EXERCISE OBJECTIVE →
From the line containing "Target: large stone block" to the end of the listing, copy each line exactly and leave out all others.

DATA →
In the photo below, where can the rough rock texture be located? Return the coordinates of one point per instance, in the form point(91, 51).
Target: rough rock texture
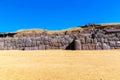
point(88, 37)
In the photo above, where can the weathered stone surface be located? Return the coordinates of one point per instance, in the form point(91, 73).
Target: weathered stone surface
point(77, 45)
point(112, 43)
point(118, 43)
point(105, 46)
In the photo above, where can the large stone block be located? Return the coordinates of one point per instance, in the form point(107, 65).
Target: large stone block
point(77, 45)
point(118, 43)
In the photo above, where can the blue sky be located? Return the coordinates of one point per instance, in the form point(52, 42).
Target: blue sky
point(56, 14)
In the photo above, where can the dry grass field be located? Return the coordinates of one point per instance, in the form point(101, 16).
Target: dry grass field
point(60, 65)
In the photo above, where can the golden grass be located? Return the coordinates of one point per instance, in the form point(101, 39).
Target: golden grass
point(60, 65)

WRITTEN SOLUTION →
Target: large stone block
point(77, 45)
point(118, 43)
In the photo above, where can the blue sky be located? Return the coordinates of one point per instance, in the form point(52, 42).
Target: blue sky
point(56, 14)
In the photo above, where can the dry grass field be located? Return the coordinates of one point per instance, in the form point(101, 16).
Target: dry grass field
point(60, 65)
In the photo above, where can the golden grass be located? Return the coordinates of one point per instance, in the form point(101, 39).
Target: golden grass
point(60, 65)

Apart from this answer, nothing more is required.